▸ **WHAT TO PRODUCE**
Excluding any images, copy all of the lines below precisely as written.
——
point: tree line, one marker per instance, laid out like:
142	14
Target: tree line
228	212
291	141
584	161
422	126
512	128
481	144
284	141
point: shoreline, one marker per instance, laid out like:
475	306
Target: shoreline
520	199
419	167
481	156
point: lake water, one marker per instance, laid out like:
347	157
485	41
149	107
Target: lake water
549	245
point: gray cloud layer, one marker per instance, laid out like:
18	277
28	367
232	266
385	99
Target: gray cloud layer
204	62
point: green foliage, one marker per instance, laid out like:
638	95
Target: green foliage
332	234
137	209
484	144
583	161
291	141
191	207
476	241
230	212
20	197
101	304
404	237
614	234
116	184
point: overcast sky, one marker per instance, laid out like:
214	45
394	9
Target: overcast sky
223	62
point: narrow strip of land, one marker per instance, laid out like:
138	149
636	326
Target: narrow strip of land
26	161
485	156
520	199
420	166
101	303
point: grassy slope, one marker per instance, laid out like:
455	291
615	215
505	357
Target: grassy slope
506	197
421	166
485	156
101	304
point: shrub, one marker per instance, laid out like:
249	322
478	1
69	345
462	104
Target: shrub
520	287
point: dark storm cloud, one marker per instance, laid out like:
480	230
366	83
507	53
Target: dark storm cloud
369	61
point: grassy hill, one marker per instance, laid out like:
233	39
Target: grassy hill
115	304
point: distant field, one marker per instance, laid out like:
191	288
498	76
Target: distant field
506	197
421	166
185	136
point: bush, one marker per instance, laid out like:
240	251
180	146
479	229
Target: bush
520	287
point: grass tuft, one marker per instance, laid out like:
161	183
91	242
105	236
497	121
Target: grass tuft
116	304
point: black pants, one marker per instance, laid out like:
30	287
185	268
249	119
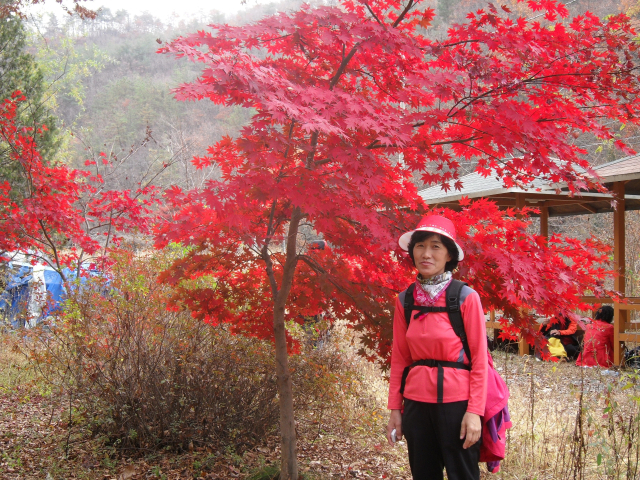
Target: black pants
——
▸ **FINISHED EXERCISE**
point: tree line, one marker per instance, laid out like:
142	14
Target: tree line
228	212
291	141
584	161
422	126
512	128
481	144
284	141
point: shoreline, one marker per instance, laid out like:
475	306
Target: shoreline
520	199
419	167
481	156
point: lake water, one marker per instance, laid out like:
347	157
485	41
149	107
Target: lake water
549	245
point: gray cloud layer, one marker per instance, laid out like:
18	277
28	367
232	266
385	99
Target: gray cloud layer
204	62
point: green foliage, one marker per instance, laid out like:
638	95
Target: green foliage
332	234
137	209
484	144
583	161
291	141
191	207
476	241
230	212
20	197
101	304
404	237
614	234
116	184
point: overcast sky, one marker per instance, laid out like:
214	45
394	9
Target: overcast sky
223	62
point: narrow strip of land, one marker per instance, laid out like:
138	149
636	326
Target: narrow strip of land
26	161
485	156
520	199
420	166
101	303
point: grassy slope, one marker per instance, laid out like:
455	291
615	215
505	357
Target: grassy slope
506	197
421	166
485	156
101	304
point: shrub, one marker per instance, laid out like:
249	322
478	1
69	345
462	104
Target: shrub
520	287
point: dark storm cloud, one marker per instance, laid out like:
480	230
366	83
507	53
Target: dark storm cloud
369	61
point: grassy hill, one marker per instance, laid out like:
233	39
Target: grassy hill
115	304
point: distant field, one marker per instance, laid out like:
191	288
498	76
Target: distant field
506	197
421	166
185	136
point: bush, one marker per instance, laid out like:
240	251
180	146
479	229
Target: bush
520	287
point: grass tuft, one marker per instance, laid out like:
161	183
91	242
105	236
497	121
Target: grass tuft
116	304
point: black pants, one marker per instance, laid out like:
30	287
185	268
249	119
Target: black pants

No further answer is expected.